● **PROBLEM 1**
According to the Mari Fasting biography, which club does she represent?
● **PROBLEM 2**
Name every championship event that the Mari Fasting biography says she took part in, with its year and, where given, its location.
● **PROBLEM 3**
Copy the Mari Fasting biography word for word from "Junior career" to "Margrethe Hausken Nordberg.".

Mari Fasting (born 1 March 1985) is a Norwegian orienteering competitor and ski mountaineer. She is two times Junior World Orienteering Champion. She represents the club NTNUI of Trondheim, and is related to the ski mountaineer Ola Berger.

Junior career
Mari Fasting competed at the 2005 Junior World Orienteering Championships in Tenero, where she received a gold medal in the long distance and a gold medal in the relay event.

Senior career
Fasting participated at the 2006 World Orienteering Championships in Aarhus, where she finished 6th in the middle distance. She was injured for a large part of the 2007 season, and missed the world championship. At the 2008 European Orienteering Championships in Ventspils she finished 4th in the relay event with the Norwegian national team.

She competed at the 2013 World Orienteering Championships, and won a gold medal in the relay with the Norwegian team, together with Heidi Bagstevold and Anne Margrethe Hausken Nordberg.

● **PROVIDED RECORDS**
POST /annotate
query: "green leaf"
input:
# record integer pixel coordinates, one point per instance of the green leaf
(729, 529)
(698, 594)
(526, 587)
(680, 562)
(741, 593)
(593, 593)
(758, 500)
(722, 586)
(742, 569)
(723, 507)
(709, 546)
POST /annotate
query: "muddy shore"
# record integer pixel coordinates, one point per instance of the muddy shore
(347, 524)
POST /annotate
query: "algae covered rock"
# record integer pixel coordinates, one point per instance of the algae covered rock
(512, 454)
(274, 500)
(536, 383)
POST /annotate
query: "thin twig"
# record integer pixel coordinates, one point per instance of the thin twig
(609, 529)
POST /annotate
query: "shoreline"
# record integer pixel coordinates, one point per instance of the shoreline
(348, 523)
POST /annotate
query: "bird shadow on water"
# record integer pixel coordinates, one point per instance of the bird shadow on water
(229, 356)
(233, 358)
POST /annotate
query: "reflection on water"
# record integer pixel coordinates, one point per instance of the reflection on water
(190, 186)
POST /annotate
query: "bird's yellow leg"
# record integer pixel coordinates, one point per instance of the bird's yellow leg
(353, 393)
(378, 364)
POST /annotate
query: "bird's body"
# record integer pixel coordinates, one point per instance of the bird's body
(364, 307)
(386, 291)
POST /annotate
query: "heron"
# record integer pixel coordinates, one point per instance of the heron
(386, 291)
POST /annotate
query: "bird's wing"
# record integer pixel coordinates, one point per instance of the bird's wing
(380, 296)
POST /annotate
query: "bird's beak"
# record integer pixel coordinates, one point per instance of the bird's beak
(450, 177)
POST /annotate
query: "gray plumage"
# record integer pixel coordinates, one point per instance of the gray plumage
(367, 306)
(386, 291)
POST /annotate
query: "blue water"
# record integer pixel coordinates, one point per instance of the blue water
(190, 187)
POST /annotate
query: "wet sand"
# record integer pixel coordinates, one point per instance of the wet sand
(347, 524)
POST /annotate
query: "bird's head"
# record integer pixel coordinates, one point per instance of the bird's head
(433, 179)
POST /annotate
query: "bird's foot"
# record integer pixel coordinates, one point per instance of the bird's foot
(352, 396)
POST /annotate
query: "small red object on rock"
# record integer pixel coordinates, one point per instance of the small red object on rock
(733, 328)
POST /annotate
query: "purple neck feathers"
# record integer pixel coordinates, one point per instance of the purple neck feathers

● **CORRECT OUTPUT 1**
She represents the club NTNUI of Trondheim.

● **CORRECT OUTPUT 2**
- 2005 Junior World Orienteering Championships, Tenero
- 2006 World Orienteering Championships, Aarhus
- 2008 European Orienteering Championships, Ventspils
- 2013 World Orienteering Championships

● **CORRECT OUTPUT 3**
Junior career
Mari Fasting competed at the 2005 Junior World Orienteering Championships in Tenero, where she received a gold medal in the long distance and a gold medal in the relay event.

Senior career
Fasting participated at the 2006 World Orienteering Championships in Aarhus, where she finished 6th in the middle distance. She was injured for a large part of the 2007 season, and missed the world championship. At the 2008 European Orienteering Championships in Ventspils she finished 4th in the relay event with the Norwegian national team.

She competed at the 2013 World Orienteering Championships, and won a gold medal in the relay with the Norwegian team, together with Heidi Bagstevold and Anne Margrethe Hausken Nordberg.